## [GIVEN PASSAGE]
#####
Taking a Closer Look at Nebraska's Foster Care: A Timeline of Reports

by Sherman Smith

In mid-December, Omaha news outlets began reporting on a whistleblower account of financial misconduct within St. Francis Ministries, which is contracted by the state to handle adoption and foster care cases. The faith-based group operating in Nebraska has also worked in Oklahoma, Arkansas, Texas, Mississippi, and Central America, with its home base in Kansas. Thus, NOISE is working with The Kansas Reflector, a non-profit news organization in Kansas to bring you more complete coverage of this developing story than NOISE could deliver on our own.

Journalism is a team sport.
— NOISE Interim Managing Editor, Emily Chen-Newton

December 4, 2020

Kansas agency serving 3,100 foster children is accused of ‘rampant’ financial mismanagement.

Top management at Saint Francis Ministries purchased $80,000 worth of Chicago Cubs tickets and agreed to pay $7 million to the president’s business partner for software development as the organization tumbled into financial chaos, sometimes relying on loans to cover weekly expenses, according to a whistleblower’s report.
#####
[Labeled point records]
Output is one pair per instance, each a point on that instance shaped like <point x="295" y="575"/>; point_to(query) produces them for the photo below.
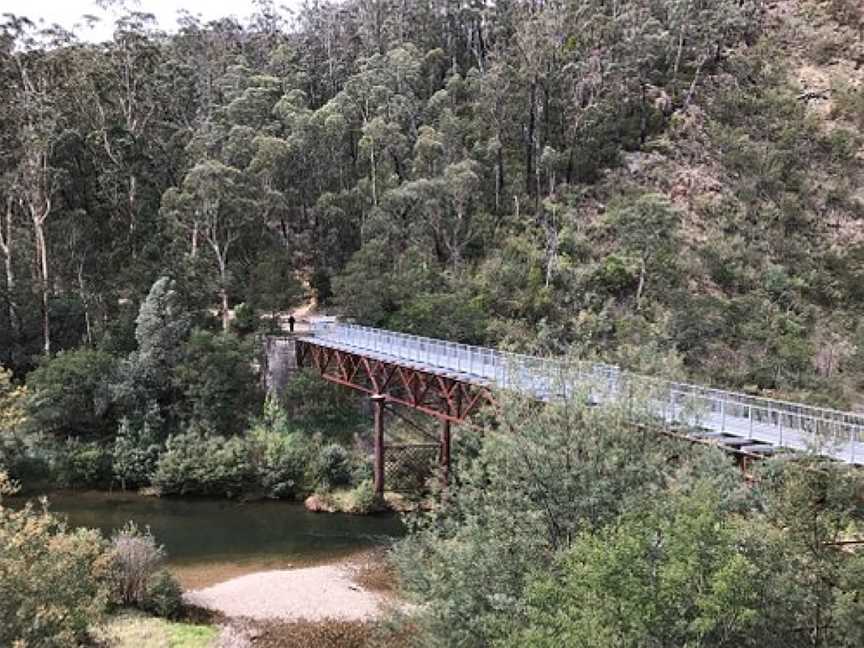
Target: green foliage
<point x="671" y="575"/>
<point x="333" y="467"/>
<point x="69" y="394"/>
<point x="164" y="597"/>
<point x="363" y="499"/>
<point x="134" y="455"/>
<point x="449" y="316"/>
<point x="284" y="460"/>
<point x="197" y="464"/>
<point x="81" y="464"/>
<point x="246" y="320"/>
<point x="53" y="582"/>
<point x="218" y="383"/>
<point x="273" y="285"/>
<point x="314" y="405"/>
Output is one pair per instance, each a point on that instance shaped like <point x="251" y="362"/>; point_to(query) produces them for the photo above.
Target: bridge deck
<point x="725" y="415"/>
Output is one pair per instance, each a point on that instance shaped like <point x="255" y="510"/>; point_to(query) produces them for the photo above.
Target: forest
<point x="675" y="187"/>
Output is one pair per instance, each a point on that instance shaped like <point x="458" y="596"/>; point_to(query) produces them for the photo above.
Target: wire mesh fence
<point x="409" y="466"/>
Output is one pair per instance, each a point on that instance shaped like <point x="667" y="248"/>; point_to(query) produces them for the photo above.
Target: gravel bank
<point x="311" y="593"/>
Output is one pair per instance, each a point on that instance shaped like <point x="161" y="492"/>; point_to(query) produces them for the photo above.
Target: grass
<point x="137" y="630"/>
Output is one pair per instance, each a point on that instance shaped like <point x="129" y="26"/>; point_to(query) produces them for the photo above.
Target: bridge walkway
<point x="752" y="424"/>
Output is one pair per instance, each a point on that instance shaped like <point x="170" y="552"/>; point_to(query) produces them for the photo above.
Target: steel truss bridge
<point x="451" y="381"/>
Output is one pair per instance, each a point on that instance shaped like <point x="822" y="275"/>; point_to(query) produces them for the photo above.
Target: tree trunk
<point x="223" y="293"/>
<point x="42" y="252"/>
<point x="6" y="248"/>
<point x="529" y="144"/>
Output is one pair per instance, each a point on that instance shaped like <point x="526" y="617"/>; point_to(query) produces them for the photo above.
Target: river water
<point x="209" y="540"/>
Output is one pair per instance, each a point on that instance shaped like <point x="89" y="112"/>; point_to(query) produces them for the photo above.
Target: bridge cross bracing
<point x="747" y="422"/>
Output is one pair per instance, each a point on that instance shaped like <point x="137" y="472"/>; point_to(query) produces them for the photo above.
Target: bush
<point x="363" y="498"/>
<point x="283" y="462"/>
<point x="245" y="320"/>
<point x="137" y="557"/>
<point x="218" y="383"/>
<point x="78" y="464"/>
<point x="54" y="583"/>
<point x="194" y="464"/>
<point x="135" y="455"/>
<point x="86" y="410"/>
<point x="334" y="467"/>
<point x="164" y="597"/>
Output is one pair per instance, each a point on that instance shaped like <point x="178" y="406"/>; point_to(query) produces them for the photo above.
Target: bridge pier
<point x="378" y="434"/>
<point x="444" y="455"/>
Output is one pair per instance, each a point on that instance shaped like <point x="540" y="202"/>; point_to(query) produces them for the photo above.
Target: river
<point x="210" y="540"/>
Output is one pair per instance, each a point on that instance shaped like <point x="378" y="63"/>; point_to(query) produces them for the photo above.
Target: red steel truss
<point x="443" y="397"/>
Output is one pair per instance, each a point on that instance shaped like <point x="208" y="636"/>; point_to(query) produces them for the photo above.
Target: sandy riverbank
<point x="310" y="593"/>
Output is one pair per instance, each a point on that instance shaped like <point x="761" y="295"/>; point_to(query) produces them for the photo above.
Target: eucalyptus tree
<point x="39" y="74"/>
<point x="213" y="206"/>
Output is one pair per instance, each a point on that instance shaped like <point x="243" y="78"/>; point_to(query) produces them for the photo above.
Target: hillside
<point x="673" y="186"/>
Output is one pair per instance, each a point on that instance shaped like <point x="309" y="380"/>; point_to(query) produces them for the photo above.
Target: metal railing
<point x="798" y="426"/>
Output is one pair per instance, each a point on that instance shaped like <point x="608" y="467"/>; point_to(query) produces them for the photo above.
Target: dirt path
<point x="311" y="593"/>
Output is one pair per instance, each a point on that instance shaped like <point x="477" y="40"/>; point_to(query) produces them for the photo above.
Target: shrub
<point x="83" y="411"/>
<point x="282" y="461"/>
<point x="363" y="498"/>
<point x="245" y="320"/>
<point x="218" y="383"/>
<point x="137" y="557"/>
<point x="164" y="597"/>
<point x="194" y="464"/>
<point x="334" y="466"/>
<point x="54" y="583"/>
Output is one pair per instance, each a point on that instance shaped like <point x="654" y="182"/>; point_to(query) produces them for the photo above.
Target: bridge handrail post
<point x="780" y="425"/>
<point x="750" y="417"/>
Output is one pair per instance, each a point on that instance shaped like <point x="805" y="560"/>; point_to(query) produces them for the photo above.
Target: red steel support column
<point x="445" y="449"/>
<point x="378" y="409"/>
#####
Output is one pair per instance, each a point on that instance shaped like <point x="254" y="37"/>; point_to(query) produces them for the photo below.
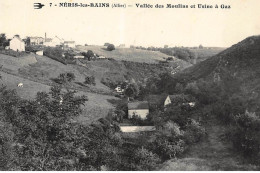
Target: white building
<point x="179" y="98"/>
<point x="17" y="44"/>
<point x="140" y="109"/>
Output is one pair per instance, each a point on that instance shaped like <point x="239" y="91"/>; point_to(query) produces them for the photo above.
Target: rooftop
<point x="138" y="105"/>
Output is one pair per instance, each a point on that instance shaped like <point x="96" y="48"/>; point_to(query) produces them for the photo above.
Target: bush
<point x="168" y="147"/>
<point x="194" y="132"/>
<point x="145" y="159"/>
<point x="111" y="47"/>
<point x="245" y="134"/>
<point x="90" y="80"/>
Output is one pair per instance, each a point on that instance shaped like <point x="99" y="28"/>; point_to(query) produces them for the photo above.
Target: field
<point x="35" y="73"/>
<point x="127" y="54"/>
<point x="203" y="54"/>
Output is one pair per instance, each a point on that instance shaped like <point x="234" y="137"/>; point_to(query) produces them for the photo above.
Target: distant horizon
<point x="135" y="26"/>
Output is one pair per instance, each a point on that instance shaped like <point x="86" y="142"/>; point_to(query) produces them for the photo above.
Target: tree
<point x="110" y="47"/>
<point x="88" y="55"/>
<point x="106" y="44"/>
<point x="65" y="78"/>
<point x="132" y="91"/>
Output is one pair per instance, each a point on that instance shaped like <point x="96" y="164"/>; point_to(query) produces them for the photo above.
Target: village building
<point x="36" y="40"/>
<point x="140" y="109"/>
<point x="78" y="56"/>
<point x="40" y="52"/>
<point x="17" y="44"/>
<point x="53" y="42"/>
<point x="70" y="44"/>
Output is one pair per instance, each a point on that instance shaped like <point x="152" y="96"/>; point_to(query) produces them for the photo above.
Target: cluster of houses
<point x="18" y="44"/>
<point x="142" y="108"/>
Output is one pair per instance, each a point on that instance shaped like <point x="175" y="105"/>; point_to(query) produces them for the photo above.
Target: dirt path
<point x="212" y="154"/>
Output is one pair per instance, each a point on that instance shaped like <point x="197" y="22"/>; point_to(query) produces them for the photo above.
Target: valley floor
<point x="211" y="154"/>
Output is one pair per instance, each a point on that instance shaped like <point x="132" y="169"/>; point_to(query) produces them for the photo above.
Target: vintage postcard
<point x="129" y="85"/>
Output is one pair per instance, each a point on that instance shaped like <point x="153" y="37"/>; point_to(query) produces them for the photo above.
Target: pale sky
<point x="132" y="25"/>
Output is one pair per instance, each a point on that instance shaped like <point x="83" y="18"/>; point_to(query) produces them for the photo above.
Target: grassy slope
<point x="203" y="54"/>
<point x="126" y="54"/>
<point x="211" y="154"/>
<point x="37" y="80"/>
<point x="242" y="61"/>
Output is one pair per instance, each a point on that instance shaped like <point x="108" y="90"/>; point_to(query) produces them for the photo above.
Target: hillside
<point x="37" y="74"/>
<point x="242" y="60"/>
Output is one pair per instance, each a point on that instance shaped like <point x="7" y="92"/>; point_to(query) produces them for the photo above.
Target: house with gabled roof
#####
## [AIM A]
Please extract the part of the foster care report from "In mid-December, Omaha" to "of ‘rampant’ financial mismanagement.".
## [AIM B]
According to the foster care report, where else besides Nebraska has the faith-based group worked?
These entries are not needed for the work.

## [WORKED ANSWER A]
In mid-December, Omaha news outlets began reporting on a whistleblower account of financial misconduct within St. Francis Ministries, which is contracted by the state to handle adoption and foster care cases. The faith-based group operating in Nebraska has also worked in Oklahoma, Arkansas, Texas, Mississippi, and Central America, with its home base in Kansas. Thus, NOISE is working with The Kansas Reflector, a non-profit news organization in Kansas to bring you more complete coverage of this developing story than NOISE could deliver on our own.

Journalism is a team sport.
— NOISE Interim Managing Editor, Emily Chen-Newton

December 4, 2020

Kansas agency serving 3,100 foster children is accused of ‘rampant’ financial mismanagement.

## [WORKED ANSWER B]
Oklahoma
Arkansas
Texas
Mississippi
Central America